(Point placement rows)
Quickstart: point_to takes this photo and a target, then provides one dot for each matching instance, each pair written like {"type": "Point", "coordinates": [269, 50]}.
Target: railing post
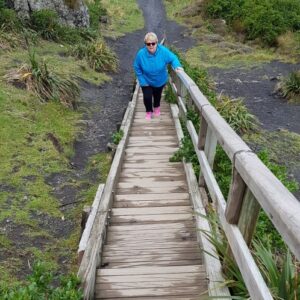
{"type": "Point", "coordinates": [235, 198]}
{"type": "Point", "coordinates": [207, 141]}
{"type": "Point", "coordinates": [248, 216]}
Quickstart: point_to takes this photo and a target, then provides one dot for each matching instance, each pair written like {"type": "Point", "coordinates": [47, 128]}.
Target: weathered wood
{"type": "Point", "coordinates": [202, 134]}
{"type": "Point", "coordinates": [253, 279]}
{"type": "Point", "coordinates": [249, 215]}
{"type": "Point", "coordinates": [235, 198]}
{"type": "Point", "coordinates": [91, 257]}
{"type": "Point", "coordinates": [89, 223]}
{"type": "Point", "coordinates": [152, 197]}
{"type": "Point", "coordinates": [270, 192]}
{"type": "Point", "coordinates": [212, 264]}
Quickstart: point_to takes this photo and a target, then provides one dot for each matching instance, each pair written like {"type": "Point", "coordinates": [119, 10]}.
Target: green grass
{"type": "Point", "coordinates": [125, 16]}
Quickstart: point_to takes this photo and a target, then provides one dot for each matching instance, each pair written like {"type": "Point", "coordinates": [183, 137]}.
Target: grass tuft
{"type": "Point", "coordinates": [47, 85]}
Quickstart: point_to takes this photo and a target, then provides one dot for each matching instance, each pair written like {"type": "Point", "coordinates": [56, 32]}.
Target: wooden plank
{"type": "Point", "coordinates": [162, 175]}
{"type": "Point", "coordinates": [151, 278]}
{"type": "Point", "coordinates": [235, 198]}
{"type": "Point", "coordinates": [90, 222]}
{"type": "Point", "coordinates": [152, 190]}
{"type": "Point", "coordinates": [149, 166]}
{"type": "Point", "coordinates": [151, 149]}
{"type": "Point", "coordinates": [145, 183]}
{"type": "Point", "coordinates": [152, 284]}
{"type": "Point", "coordinates": [137, 252]}
{"type": "Point", "coordinates": [151, 245]}
{"type": "Point", "coordinates": [154, 263]}
{"type": "Point", "coordinates": [145, 156]}
{"type": "Point", "coordinates": [269, 192]}
{"type": "Point", "coordinates": [146, 133]}
{"type": "Point", "coordinates": [158, 203]}
{"type": "Point", "coordinates": [91, 257]}
{"type": "Point", "coordinates": [150, 292]}
{"type": "Point", "coordinates": [253, 279]}
{"type": "Point", "coordinates": [151, 138]}
{"type": "Point", "coordinates": [216, 287]}
{"type": "Point", "coordinates": [151, 211]}
{"type": "Point", "coordinates": [152, 218]}
{"type": "Point", "coordinates": [151, 197]}
{"type": "Point", "coordinates": [144, 258]}
{"type": "Point", "coordinates": [151, 270]}
{"type": "Point", "coordinates": [249, 215]}
{"type": "Point", "coordinates": [151, 236]}
{"type": "Point", "coordinates": [125, 228]}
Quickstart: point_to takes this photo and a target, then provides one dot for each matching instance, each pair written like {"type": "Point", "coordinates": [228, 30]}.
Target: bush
{"type": "Point", "coordinates": [41, 286]}
{"type": "Point", "coordinates": [290, 87]}
{"type": "Point", "coordinates": [47, 85]}
{"type": "Point", "coordinates": [96, 10]}
{"type": "Point", "coordinates": [262, 20]}
{"type": "Point", "coordinates": [45, 22]}
{"type": "Point", "coordinates": [98, 55]}
{"type": "Point", "coordinates": [9, 20]}
{"type": "Point", "coordinates": [236, 114]}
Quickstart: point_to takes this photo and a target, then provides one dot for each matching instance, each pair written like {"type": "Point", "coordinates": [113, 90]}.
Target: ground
{"type": "Point", "coordinates": [104, 105]}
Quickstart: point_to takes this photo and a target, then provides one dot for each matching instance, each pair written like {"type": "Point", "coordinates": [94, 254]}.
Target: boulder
{"type": "Point", "coordinates": [71, 12]}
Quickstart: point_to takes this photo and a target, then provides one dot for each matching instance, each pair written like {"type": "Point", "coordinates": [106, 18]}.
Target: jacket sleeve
{"type": "Point", "coordinates": [172, 59]}
{"type": "Point", "coordinates": [139, 71]}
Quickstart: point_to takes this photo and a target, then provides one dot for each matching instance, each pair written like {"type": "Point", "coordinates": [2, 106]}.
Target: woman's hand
{"type": "Point", "coordinates": [178, 69]}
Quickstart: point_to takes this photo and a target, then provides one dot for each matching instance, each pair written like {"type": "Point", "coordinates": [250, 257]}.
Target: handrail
{"type": "Point", "coordinates": [252, 182]}
{"type": "Point", "coordinates": [92, 254]}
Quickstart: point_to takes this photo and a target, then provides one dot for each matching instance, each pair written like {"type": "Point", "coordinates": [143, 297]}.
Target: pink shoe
{"type": "Point", "coordinates": [157, 111]}
{"type": "Point", "coordinates": [148, 115]}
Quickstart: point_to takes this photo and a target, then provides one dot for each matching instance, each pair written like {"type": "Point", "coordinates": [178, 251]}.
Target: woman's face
{"type": "Point", "coordinates": [151, 45]}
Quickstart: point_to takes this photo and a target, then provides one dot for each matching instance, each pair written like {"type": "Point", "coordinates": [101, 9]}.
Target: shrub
{"type": "Point", "coordinates": [47, 85]}
{"type": "Point", "coordinates": [45, 22]}
{"type": "Point", "coordinates": [236, 114]}
{"type": "Point", "coordinates": [9, 20]}
{"type": "Point", "coordinates": [96, 10]}
{"type": "Point", "coordinates": [41, 286]}
{"type": "Point", "coordinates": [290, 87]}
{"type": "Point", "coordinates": [262, 20]}
{"type": "Point", "coordinates": [98, 55]}
{"type": "Point", "coordinates": [117, 137]}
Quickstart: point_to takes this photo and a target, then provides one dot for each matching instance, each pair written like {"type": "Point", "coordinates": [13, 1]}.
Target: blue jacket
{"type": "Point", "coordinates": [151, 69]}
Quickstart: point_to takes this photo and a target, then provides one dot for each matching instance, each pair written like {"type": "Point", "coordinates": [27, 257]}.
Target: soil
{"type": "Point", "coordinates": [104, 106]}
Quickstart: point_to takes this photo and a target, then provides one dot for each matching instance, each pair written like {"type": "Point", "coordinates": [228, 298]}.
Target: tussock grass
{"type": "Point", "coordinates": [124, 17]}
{"type": "Point", "coordinates": [47, 85]}
{"type": "Point", "coordinates": [97, 54]}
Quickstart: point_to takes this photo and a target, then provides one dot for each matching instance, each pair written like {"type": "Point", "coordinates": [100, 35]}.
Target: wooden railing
{"type": "Point", "coordinates": [91, 244]}
{"type": "Point", "coordinates": [253, 185]}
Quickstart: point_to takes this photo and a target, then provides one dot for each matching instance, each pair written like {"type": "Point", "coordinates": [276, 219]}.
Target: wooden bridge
{"type": "Point", "coordinates": [145, 235]}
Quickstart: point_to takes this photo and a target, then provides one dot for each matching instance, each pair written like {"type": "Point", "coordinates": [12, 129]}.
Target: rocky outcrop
{"type": "Point", "coordinates": [71, 12]}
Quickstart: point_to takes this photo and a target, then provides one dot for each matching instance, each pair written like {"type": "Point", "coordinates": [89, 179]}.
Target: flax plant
{"type": "Point", "coordinates": [46, 84]}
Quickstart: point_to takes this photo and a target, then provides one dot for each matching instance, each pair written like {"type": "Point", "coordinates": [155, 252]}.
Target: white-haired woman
{"type": "Point", "coordinates": [150, 66]}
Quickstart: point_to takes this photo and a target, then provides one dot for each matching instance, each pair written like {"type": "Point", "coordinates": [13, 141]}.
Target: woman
{"type": "Point", "coordinates": [150, 67]}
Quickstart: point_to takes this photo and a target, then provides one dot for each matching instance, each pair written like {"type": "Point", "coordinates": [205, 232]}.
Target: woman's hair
{"type": "Point", "coordinates": [150, 36]}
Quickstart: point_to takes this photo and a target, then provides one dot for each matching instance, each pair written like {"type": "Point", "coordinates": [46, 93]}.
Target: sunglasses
{"type": "Point", "coordinates": [150, 44]}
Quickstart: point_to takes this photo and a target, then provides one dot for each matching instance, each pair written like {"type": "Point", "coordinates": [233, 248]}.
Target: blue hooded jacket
{"type": "Point", "coordinates": [151, 69]}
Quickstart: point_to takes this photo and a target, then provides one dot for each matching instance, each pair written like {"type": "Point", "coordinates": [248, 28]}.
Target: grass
{"type": "Point", "coordinates": [124, 16]}
{"type": "Point", "coordinates": [227, 52]}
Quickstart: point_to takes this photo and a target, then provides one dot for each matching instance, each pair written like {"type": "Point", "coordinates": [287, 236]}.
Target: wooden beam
{"type": "Point", "coordinates": [235, 198]}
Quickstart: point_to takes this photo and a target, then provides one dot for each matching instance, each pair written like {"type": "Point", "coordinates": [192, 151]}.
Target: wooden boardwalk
{"type": "Point", "coordinates": [151, 249]}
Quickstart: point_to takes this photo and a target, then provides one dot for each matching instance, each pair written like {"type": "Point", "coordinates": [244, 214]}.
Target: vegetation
{"type": "Point", "coordinates": [98, 55]}
{"type": "Point", "coordinates": [117, 137]}
{"type": "Point", "coordinates": [265, 20]}
{"type": "Point", "coordinates": [274, 257]}
{"type": "Point", "coordinates": [290, 87]}
{"type": "Point", "coordinates": [41, 285]}
{"type": "Point", "coordinates": [47, 85]}
{"type": "Point", "coordinates": [37, 146]}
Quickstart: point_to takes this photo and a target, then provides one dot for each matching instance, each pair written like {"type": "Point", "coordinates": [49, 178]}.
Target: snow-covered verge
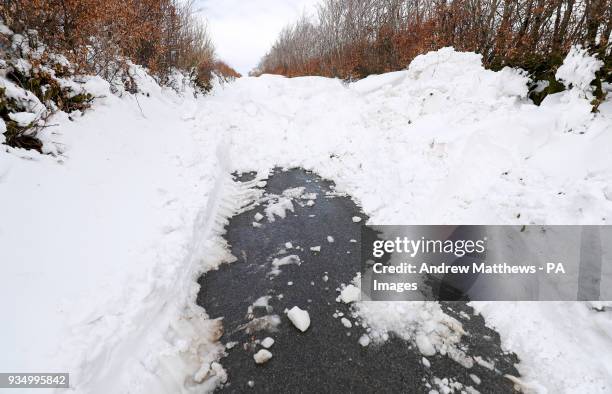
{"type": "Point", "coordinates": [102, 244]}
{"type": "Point", "coordinates": [448, 142]}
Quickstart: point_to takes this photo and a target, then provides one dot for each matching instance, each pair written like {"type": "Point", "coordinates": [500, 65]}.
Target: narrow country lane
{"type": "Point", "coordinates": [328, 357]}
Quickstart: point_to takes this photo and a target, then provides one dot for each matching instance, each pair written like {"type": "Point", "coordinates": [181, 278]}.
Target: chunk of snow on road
{"type": "Point", "coordinates": [300, 318]}
{"type": "Point", "coordinates": [278, 208]}
{"type": "Point", "coordinates": [267, 342]}
{"type": "Point", "coordinates": [578, 69]}
{"type": "Point", "coordinates": [422, 323]}
{"type": "Point", "coordinates": [262, 356]}
{"type": "Point", "coordinates": [264, 323]}
{"type": "Point", "coordinates": [425, 346]}
{"type": "Point", "coordinates": [279, 262]}
{"type": "Point", "coordinates": [350, 293]}
{"type": "Point", "coordinates": [23, 119]}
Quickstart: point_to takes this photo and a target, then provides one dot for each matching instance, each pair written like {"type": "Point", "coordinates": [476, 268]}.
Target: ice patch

> **EXERCISE PROMPT**
Pull out every line of the rows above that contains the string "snow", and copy each one in full.

> **WRITTEN REPLY**
Target: snow-covered verge
Target: chunk of snow on road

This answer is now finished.